Exercise input section start

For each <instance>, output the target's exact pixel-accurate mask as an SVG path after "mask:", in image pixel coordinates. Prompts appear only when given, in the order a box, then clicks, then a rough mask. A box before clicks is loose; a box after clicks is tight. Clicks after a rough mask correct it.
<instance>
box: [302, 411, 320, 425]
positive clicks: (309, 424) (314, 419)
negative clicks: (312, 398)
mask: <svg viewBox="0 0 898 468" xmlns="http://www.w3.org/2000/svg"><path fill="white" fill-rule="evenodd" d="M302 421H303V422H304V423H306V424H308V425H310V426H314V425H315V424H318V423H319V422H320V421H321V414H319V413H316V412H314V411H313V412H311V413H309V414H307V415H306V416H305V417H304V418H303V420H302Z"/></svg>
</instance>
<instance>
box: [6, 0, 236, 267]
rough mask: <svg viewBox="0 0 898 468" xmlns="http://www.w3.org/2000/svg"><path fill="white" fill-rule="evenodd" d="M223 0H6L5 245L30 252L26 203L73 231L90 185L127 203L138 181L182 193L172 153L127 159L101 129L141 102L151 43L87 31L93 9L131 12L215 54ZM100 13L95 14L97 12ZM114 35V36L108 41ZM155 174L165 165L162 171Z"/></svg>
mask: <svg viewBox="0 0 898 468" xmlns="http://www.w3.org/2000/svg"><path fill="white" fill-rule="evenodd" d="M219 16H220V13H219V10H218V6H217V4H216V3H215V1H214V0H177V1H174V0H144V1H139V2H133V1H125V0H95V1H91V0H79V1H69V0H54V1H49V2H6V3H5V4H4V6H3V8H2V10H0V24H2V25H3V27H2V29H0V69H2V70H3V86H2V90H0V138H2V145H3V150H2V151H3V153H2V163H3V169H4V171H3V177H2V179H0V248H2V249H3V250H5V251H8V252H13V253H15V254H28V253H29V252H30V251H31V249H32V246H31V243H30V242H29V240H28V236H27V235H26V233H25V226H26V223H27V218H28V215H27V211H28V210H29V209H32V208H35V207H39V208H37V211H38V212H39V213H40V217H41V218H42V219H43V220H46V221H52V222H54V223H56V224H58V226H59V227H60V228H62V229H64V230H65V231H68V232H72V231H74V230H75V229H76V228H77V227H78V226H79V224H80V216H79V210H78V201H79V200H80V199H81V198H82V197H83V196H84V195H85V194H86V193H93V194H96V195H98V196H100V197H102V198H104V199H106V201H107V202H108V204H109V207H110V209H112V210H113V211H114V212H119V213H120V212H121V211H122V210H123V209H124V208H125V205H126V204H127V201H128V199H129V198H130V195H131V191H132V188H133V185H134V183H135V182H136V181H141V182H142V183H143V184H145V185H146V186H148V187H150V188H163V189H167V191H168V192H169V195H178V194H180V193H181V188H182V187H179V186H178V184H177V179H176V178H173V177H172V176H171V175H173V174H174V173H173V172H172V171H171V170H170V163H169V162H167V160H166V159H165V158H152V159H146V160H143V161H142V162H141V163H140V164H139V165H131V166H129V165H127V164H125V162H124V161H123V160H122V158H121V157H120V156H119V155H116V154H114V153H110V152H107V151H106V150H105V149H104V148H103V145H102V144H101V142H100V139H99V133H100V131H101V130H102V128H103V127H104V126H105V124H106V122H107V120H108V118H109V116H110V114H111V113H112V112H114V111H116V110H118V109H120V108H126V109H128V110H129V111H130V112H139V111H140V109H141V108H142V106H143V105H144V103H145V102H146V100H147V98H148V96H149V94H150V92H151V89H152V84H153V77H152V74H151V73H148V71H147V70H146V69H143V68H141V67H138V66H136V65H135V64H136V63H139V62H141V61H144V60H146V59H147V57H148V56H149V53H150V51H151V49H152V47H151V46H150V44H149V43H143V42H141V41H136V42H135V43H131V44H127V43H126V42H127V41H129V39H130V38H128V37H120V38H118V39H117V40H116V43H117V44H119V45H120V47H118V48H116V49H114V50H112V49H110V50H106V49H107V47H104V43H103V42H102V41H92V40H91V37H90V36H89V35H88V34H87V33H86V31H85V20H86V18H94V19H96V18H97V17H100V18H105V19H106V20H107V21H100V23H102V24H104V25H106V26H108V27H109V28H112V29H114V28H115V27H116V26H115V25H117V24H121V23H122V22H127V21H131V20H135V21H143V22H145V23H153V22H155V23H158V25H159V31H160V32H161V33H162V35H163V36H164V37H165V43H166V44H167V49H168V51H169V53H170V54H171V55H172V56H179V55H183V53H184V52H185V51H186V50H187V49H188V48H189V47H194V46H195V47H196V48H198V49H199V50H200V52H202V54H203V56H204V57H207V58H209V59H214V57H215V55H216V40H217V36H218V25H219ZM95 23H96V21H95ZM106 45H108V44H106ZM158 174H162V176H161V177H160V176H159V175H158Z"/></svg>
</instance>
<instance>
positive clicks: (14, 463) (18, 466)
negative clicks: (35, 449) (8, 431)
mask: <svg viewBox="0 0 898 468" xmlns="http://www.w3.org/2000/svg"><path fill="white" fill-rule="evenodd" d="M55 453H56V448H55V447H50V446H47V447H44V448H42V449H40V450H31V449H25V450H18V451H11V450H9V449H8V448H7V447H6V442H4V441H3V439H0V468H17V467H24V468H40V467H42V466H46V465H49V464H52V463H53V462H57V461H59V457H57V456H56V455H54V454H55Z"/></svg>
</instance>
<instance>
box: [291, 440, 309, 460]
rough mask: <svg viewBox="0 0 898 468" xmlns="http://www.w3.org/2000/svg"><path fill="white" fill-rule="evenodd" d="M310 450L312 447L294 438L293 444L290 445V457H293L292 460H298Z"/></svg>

Exercise input section end

▶ [Exercise prompt]: Reproduce the data above verbatim, from the first line to the last.

▶ [Solution for this exercise]:
For each <instance>, output the target's exact pixel-accurate mask as an SVG path after "mask:", in image pixel coordinates. Prompts appear only when given, in the order a box, then clicks, then a rough mask. A box before clicks is loose; a box after clicks is tight. Clicks after a rough mask correct it.
<instance>
box: [302, 411, 320, 425]
positive clicks: (309, 424) (314, 419)
negative clicks: (312, 398)
mask: <svg viewBox="0 0 898 468" xmlns="http://www.w3.org/2000/svg"><path fill="white" fill-rule="evenodd" d="M302 421H303V422H304V423H306V424H308V425H310V426H314V425H315V424H318V423H319V422H320V421H321V414H319V413H316V412H314V411H313V412H311V413H309V414H307V415H306V416H305V417H304V418H303V420H302Z"/></svg>
</instance>
<instance>
box: [6, 0, 236, 267]
rough mask: <svg viewBox="0 0 898 468" xmlns="http://www.w3.org/2000/svg"><path fill="white" fill-rule="evenodd" d="M223 0H6L5 245L30 252L26 203L73 231L90 185L127 203L138 181L182 193L172 153L127 159L101 129L141 102L151 43L87 31L93 9L131 12L215 54ZM100 13L95 14L97 12ZM114 35V36L108 41ZM155 174L165 165L162 171Z"/></svg>
mask: <svg viewBox="0 0 898 468" xmlns="http://www.w3.org/2000/svg"><path fill="white" fill-rule="evenodd" d="M219 16H220V13H219V10H218V6H217V4H216V3H215V1H214V0H177V1H174V0H144V1H139V2H133V1H125V0H95V1H91V0H79V1H69V0H54V1H49V2H6V3H5V4H4V6H3V8H2V10H0V24H2V25H3V27H2V29H0V69H2V70H3V86H2V90H0V138H2V145H3V150H2V151H3V153H2V163H3V169H4V171H3V177H2V179H0V248H2V249H3V250H5V251H8V252H13V253H15V254H28V253H29V252H30V251H31V249H32V246H31V243H30V242H29V240H28V236H27V235H26V233H25V226H26V223H27V218H28V215H27V211H28V210H29V209H32V208H35V207H39V208H37V211H38V212H39V213H40V217H41V218H42V219H43V220H46V221H52V222H54V223H56V224H58V226H59V227H60V228H62V229H64V230H65V231H68V232H72V231H74V230H75V229H76V228H77V227H78V226H79V224H80V216H79V210H78V201H79V200H80V199H81V198H82V197H83V196H84V195H85V194H86V193H93V194H96V195H98V196H100V197H102V198H104V199H106V201H107V202H108V204H109V207H110V209H112V210H113V211H114V212H119V213H120V212H121V211H122V210H123V209H124V208H125V205H126V204H127V201H128V199H129V198H130V195H131V191H132V188H133V185H134V183H135V182H136V181H141V182H142V183H143V184H145V185H146V186H148V187H150V188H163V189H167V191H168V192H169V195H178V194H180V193H181V188H182V187H179V186H178V184H177V179H176V178H173V177H172V176H171V175H173V174H174V173H173V172H172V171H171V170H170V163H169V162H167V160H166V159H165V158H152V159H146V160H143V161H142V162H141V163H140V164H139V165H131V166H129V165H127V164H125V162H124V161H123V160H122V158H121V157H120V156H119V155H116V154H114V153H110V152H107V151H106V150H105V149H104V148H103V145H102V144H101V142H100V139H99V133H100V131H101V130H102V128H103V127H104V126H105V124H106V122H107V120H108V118H109V116H110V114H111V113H112V112H114V111H116V110H118V109H120V108H126V109H128V110H129V111H130V112H139V111H140V109H141V108H142V106H143V105H144V103H145V102H146V100H147V98H148V96H149V94H150V92H151V89H152V84H153V77H152V74H151V73H148V71H147V70H146V69H143V68H141V67H138V66H136V65H135V64H136V63H139V62H141V61H144V60H146V59H147V57H148V56H149V53H150V51H151V49H152V47H151V46H150V44H149V43H143V42H141V41H136V42H135V43H131V44H127V43H126V42H127V41H129V39H130V38H128V37H120V38H118V39H117V40H116V43H117V44H119V45H120V47H118V48H116V49H114V50H112V49H110V50H106V49H107V47H104V43H103V42H102V41H92V40H91V37H90V36H89V35H88V34H87V33H86V31H85V20H86V18H94V19H96V18H97V17H100V18H105V19H106V20H107V21H100V23H102V24H104V25H106V26H108V27H109V28H112V29H114V28H115V27H116V26H115V25H117V24H121V23H122V22H127V21H131V20H135V21H143V22H145V23H153V22H155V23H158V25H159V31H160V32H161V33H162V35H163V36H164V37H165V43H166V44H167V49H168V51H169V53H170V54H171V55H172V56H179V55H183V53H184V52H185V51H186V50H187V49H188V48H189V47H194V46H195V47H196V48H198V49H199V50H200V52H202V54H203V56H204V57H207V58H209V59H214V57H215V55H216V40H217V36H218V25H219ZM95 23H96V21H95ZM106 45H108V44H106ZM158 174H162V176H161V177H160V176H159V175H158Z"/></svg>
</instance>
<instance>
positive clicks: (14, 463) (18, 466)
negative clicks: (35, 449) (8, 431)
mask: <svg viewBox="0 0 898 468" xmlns="http://www.w3.org/2000/svg"><path fill="white" fill-rule="evenodd" d="M55 453H56V448H55V447H50V446H47V447H44V448H42V449H40V450H31V449H25V450H18V451H11V450H9V449H8V448H7V447H6V442H4V441H3V439H0V468H17V467H24V468H40V467H42V466H46V465H49V464H52V463H53V462H57V461H59V457H57V456H56V455H54V454H55Z"/></svg>
</instance>
<instance>
box: [291, 440, 309, 460]
rough mask: <svg viewBox="0 0 898 468" xmlns="http://www.w3.org/2000/svg"><path fill="white" fill-rule="evenodd" d="M310 450L312 447L294 438L293 444L290 445V457H293L292 460H298Z"/></svg>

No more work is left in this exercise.